# Exercise description
Go through the lines below and retype each one exactly.

[Dataset entries]

□ □ □ □ □

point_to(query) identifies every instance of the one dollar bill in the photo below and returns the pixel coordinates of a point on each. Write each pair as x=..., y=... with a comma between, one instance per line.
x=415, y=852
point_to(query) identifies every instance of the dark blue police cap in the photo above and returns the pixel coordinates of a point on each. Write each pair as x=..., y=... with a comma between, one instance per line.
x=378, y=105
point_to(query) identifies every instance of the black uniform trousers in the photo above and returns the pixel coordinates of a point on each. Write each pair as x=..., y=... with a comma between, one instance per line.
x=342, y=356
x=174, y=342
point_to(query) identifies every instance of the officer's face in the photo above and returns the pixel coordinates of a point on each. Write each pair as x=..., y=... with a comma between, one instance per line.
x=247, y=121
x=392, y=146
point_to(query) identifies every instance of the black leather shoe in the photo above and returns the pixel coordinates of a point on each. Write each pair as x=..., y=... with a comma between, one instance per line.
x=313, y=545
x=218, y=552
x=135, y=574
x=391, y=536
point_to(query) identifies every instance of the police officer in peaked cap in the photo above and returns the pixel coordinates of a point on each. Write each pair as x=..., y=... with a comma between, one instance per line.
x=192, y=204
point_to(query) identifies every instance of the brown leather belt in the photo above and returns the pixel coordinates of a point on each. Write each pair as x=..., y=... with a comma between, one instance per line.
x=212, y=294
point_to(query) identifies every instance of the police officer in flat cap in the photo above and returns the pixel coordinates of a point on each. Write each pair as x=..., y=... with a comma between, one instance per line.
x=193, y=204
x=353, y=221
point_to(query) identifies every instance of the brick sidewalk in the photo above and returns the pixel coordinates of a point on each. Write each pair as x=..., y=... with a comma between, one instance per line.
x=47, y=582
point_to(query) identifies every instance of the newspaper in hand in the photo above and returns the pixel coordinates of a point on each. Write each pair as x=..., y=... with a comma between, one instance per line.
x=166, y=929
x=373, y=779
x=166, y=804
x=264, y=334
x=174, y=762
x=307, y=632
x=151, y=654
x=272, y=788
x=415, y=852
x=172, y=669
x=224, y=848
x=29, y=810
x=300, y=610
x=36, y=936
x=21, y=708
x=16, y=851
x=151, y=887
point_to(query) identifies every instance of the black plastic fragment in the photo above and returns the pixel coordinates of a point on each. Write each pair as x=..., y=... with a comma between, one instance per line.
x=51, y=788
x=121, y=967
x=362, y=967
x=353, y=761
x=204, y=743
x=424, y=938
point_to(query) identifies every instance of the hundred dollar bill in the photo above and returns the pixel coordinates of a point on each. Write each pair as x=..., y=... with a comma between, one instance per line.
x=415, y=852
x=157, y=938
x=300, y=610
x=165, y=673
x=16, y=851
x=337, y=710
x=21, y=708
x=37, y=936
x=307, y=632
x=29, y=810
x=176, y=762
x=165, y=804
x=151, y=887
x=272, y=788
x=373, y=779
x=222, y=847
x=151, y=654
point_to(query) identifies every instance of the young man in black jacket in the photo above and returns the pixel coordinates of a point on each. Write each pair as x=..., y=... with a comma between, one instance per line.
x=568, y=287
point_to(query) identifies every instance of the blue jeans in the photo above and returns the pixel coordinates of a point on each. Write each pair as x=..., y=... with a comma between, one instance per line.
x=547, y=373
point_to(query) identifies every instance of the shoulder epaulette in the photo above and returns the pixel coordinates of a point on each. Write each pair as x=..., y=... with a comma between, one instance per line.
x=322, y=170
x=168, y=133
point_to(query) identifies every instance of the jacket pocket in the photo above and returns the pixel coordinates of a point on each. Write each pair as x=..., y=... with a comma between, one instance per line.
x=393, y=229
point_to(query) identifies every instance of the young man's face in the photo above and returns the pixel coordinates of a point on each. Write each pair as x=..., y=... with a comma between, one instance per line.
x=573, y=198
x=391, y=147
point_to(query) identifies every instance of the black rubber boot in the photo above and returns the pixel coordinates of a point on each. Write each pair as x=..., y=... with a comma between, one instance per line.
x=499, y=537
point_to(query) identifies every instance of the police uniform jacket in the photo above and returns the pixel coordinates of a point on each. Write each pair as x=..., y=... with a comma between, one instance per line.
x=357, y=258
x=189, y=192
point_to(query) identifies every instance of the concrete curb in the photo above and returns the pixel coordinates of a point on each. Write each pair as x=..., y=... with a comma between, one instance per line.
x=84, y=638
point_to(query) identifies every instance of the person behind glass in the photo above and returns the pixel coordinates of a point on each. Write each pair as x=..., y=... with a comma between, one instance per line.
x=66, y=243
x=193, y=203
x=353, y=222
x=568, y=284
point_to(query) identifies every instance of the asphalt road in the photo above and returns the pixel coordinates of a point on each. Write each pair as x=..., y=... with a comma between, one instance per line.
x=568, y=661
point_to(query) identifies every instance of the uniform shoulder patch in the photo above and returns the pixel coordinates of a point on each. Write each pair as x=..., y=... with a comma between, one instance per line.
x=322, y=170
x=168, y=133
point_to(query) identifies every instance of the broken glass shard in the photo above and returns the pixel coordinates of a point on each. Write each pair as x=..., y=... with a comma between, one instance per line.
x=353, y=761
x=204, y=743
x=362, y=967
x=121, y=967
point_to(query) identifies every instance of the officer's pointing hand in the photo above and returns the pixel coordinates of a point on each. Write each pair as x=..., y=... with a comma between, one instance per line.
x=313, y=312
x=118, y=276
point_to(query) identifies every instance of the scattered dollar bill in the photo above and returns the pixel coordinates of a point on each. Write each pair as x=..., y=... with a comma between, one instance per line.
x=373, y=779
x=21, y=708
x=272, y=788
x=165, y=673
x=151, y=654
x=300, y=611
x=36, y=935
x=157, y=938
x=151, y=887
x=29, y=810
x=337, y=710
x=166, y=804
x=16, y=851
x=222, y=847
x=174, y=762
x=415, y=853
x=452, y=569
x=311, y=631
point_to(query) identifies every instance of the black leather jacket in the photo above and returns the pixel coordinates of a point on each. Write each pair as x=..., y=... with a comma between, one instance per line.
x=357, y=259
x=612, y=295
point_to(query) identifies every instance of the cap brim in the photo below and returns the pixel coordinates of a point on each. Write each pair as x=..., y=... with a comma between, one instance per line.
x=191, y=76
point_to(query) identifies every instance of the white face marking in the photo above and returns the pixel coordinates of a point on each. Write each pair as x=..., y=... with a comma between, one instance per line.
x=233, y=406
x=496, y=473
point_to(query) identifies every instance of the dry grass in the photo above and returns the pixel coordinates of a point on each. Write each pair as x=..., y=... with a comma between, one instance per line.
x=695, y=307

□ □ □ □ □

# Task solution
point_to(query) identifies every instance of the one dollar bill in the photo below and returns the pixel coordinates of a point on each. Write each pair as x=..., y=... with a comma between, one instance per line.
x=415, y=852
point_to(query) identifies every instance of the dark blue police cap in the photo above and returns the pixel coordinates of a point on each. Write each pair as x=..., y=... with a comma between, one instance per line.
x=378, y=105
point_to(query) identifies every instance of the black uniform trousers in the photo above and returns the pixel coordinates of a point on each. Write each pair as x=..., y=... with a comma between, one instance per line.
x=342, y=356
x=174, y=342
point_to(query) identifies every instance of the officer's face in the photo above and returns the pixel coordinates of a point on each. Write each pair as x=..., y=... with a comma between, one instance per line.
x=247, y=121
x=392, y=146
point_to(query) identifies every instance of the black leather shoe in the photo above and returns the pixel coordinates of a point on each. Write each pair as x=..., y=... with a comma between, one instance per line.
x=313, y=545
x=218, y=552
x=135, y=574
x=391, y=536
point_to(query) identifies every instance of the police officer in peaked cap in the photo above and returns the pixel coordinates of a point on each. Write each pair as x=..., y=... with a comma between, one instance per line.
x=192, y=204
point_to(query) identifies every instance of the brown leather belt in the photo above and returns the pixel coordinates of a point on each. Write each pair as x=..., y=... with a comma between, one instance per line.
x=212, y=294
point_to(query) identifies every instance of the police officer in flat cap in the photo above and returns the pixel coordinates of a point on each. Write each pair as x=..., y=... with a comma between, one instance per line.
x=193, y=204
x=353, y=221
point_to(query) identifies every instance of the brick sidewalk in the photo above and returns the pixel coordinates of a point on each. Write each pair as x=..., y=... with a comma between, one instance per line.
x=47, y=582
point_to(query) identifies every instance of the newspaper in hand in the photo above and returns the pixel coordinates of a point on each. Write each pair as x=..., y=... with a comma between, one instance per line.
x=166, y=929
x=373, y=779
x=166, y=804
x=264, y=334
x=174, y=762
x=307, y=632
x=151, y=654
x=272, y=788
x=415, y=852
x=172, y=669
x=224, y=848
x=29, y=810
x=300, y=610
x=36, y=936
x=21, y=708
x=16, y=851
x=151, y=887
point_to(query) identifies every instance of the black plastic fragment in the photo above and returns the pixel coordinates of a point on each. Write each pair as x=..., y=... with a comma between, one instance per line.
x=51, y=788
x=121, y=967
x=362, y=967
x=353, y=761
x=204, y=743
x=424, y=938
point_to(query) identifies every instance of the hundred dollar bill in the photo above and returns the pixel coordinates of a point on each. Write each pair as x=..., y=... with a comma between, one instance per line.
x=415, y=852
x=157, y=938
x=300, y=610
x=165, y=673
x=16, y=851
x=337, y=710
x=21, y=708
x=37, y=936
x=307, y=632
x=29, y=810
x=176, y=762
x=165, y=804
x=151, y=887
x=272, y=788
x=373, y=779
x=222, y=847
x=151, y=654
point_to(query) identifies every instance of the young man in black jacket in the photo above and returns the pixel coordinates of a point on each. Write each pair as x=..., y=... with a comma between, one instance per line.
x=568, y=287
point_to(query) identifies every instance of the blue jeans in the photo above and returns the pixel coordinates of a point on each. Write each pair as x=..., y=... with a comma between, one instance per line.
x=547, y=373
point_to(query) identifies every instance of the shoulder epaulette in the photo above and returns the pixel coordinates of a point on each. Write each pair as x=..., y=... with a comma between, one instance per line.
x=322, y=170
x=168, y=133
point_to(query) identifies every instance of the jacket pocket in the photo above and returns the pixel coordinates of a point on each. Write each pair as x=..., y=... with a comma between, one instance per line.
x=393, y=229
point_to(query) identifies every instance of the young man's face in the photo above and returns the pixel coordinates of a point on each. Write each pair as x=..., y=... with a comma between, one instance per line.
x=573, y=198
x=391, y=147
point_to(query) identifies every instance of the black rubber boot in the photo above and returns the pixel coordinates of a point on each. Write each pair as x=..., y=... with a comma between, one instance per line.
x=499, y=537
point_to(query) identifies every instance of the police uniform jacket in the photo above and returns the pixel coordinates of a point on each. Write each pair as x=..., y=... with a comma between, one instance per line.
x=357, y=258
x=189, y=192
point_to(query) identifies every instance of the concrete curb in the photo above and returns the pixel coordinates of a point on each. Write each pair as x=..., y=... with a comma between, one instance per line.
x=84, y=638
point_to(query) identifies every instance of the person behind glass in the photo above and returns the pixel coordinates of a point on each. Write each pair as x=..., y=... with a comma between, one instance per line.
x=66, y=243
x=193, y=203
x=353, y=222
x=568, y=284
point_to(query) identifies every instance of the asphalt road in the photo above and returns the pixel coordinates of a point on each. Write each pair as x=..., y=... with a comma between, one instance per line.
x=568, y=661
point_to(query) identifies every instance of the uniform shoulder patch in the photo above and returns the pixel coordinates of a point on each. Write each pair as x=..., y=... with a comma between, one instance per line.
x=322, y=170
x=168, y=133
point_to(query) identifies every instance of the broken glass shard in the photo above and returns the pixel coordinates of a point on each. Write each pair as x=..., y=... with a comma between, one instance per line.
x=353, y=761
x=204, y=743
x=362, y=967
x=121, y=967
point_to(query) identifies every instance of the officer's pointing hand in the photo above and returns the pixel coordinates of a point on each. Write each pair as x=..., y=... with a comma between, one instance per line.
x=313, y=312
x=118, y=276
point_to(query) identifies every instance of the scattered dollar bill in the photo above and returns the pixel coordinates of a point on each. Write each pair as x=..., y=... with a comma between, one instance per line.
x=373, y=779
x=21, y=708
x=272, y=788
x=165, y=673
x=151, y=654
x=300, y=611
x=36, y=935
x=157, y=938
x=151, y=887
x=29, y=810
x=337, y=710
x=166, y=804
x=16, y=851
x=222, y=847
x=174, y=762
x=415, y=853
x=452, y=569
x=311, y=631
point_to(query) identifies every instance of the black leather jacket in the photo above and returns the pixel coordinates of a point on each. Write each pair as x=..., y=... with a comma between, one instance per line.
x=357, y=259
x=612, y=295
point_to(query) identifies every instance of the cap brim in the photo below and returns the pixel coordinates of a point on each. Write each pair as x=..., y=... with a comma between, one instance per line.
x=191, y=76
point_to(query) identifies every instance of the white face marking in the photo above and returns the pixel coordinates of a point on each. Write each pair as x=..., y=... with a comma between, one instance per line.
x=233, y=406
x=496, y=473
point_to(query) identifies every instance of the dry grass in the photo above and returns the pixel coordinates of a point on each. Write each pair as x=..., y=... with a comma between, one instance per line.
x=695, y=307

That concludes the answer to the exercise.